What you will do: Rewrite every line of the records below as a numbered list, leaving out any blank lines.

[Records from a point-labeling set]
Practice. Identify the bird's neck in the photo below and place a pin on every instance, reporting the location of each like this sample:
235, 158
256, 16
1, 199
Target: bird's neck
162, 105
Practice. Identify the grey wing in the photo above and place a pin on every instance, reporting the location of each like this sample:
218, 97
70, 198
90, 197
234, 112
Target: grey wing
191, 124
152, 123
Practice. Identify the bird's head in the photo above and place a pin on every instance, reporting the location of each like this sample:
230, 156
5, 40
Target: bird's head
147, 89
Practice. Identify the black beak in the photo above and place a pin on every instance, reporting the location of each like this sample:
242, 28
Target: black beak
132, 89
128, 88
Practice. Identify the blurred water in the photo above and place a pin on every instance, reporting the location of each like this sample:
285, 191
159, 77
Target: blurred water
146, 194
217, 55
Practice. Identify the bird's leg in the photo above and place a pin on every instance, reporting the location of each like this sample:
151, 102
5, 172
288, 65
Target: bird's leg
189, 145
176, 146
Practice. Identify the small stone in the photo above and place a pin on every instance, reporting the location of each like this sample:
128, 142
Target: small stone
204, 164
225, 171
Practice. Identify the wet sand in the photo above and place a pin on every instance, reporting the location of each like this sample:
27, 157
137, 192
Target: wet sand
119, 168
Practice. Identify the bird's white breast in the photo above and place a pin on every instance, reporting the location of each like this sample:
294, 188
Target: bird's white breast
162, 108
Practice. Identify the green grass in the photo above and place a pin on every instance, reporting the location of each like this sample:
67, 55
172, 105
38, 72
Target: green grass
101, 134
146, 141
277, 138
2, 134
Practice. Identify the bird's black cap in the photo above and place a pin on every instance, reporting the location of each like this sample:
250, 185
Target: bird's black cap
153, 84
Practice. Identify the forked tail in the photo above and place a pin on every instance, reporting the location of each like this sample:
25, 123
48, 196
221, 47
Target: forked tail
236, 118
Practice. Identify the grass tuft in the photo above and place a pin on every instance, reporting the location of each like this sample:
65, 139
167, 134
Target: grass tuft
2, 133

Solution for this exercise:
1. Practice. Identify the bird's neck in the photo below and place a pin on every instance, reporting the location of each like this sample:
2. 235, 158
3. 256, 16
4. 1, 199
5. Target: bird's neck
6. 162, 105
7. Practice. Identify the grey wing in the photo above and place a pin on every instance, reporting the location of each like this sample:
8. 218, 97
9. 70, 198
10. 90, 197
11. 234, 112
12. Target: grey wing
13. 191, 124
14. 152, 123
15. Practice. Identify the bird's head in the photo above and place a pin on every instance, reporting the location of each like this sample:
16. 230, 156
17. 5, 40
18. Target: bird's head
19. 147, 89
20. Practice. Identify the black beak in the photo above and place a pin on every instance, reporting the location of each like this sample:
21. 242, 28
22. Target: black beak
23. 132, 89
24. 128, 88
25. Practice. Identify the blurred water in the photo above and place a pin on every instance, reporting the location of each like this sample:
26. 285, 191
27. 159, 77
28. Target: blurred water
29. 146, 194
30. 217, 55
31. Practice. Identify the bird's leg in the photo above and place a pin on every instance, reporting the location of each like this sample:
32. 151, 102
33. 5, 172
34. 288, 65
35. Target: bird's leg
36. 189, 145
37. 176, 146
38. Practice. Identify the small stone in the photo above and place a pin on every instance, reporting the location of each like this sample:
39. 128, 142
40. Target: small stone
41. 204, 164
42. 225, 171
43. Practice. Identify the wet sand in the photo above and place a pin on every instance, reporting the location of each like this sample:
44. 27, 157
45. 137, 192
46. Target: wet sand
47. 119, 168
48. Practice. Identify the bird's white breast in the photo above and place a pin on every instance, reporting the location of each like this sample:
49. 294, 188
50. Target: bird's white breast
51. 162, 108
52. Practice. Identify the green grass in the photo above and place a pin on every instance, reporting the location of each like this sample:
53. 67, 55
54. 172, 105
55. 38, 72
56. Target: green grass
57. 101, 134
58. 146, 141
59. 277, 138
60. 2, 134
61. Practice. Identify the bird's black cap in the photo above and place a pin on every instance, reporting the location of each like this sample:
62. 250, 185
63. Target: bird's black cap
64. 153, 84
65. Practice. Identify the forked tail in the photo above and place a pin on every instance, reporting the location of each like this sample:
66. 25, 123
67. 48, 196
68. 221, 47
69. Target: forked tail
70. 236, 118
71. Practice. Identify the grass tuft in the photo above and place a pin on every instance, reporting the location of each like this sample:
72. 65, 139
73. 167, 134
74. Target: grass tuft
75. 2, 133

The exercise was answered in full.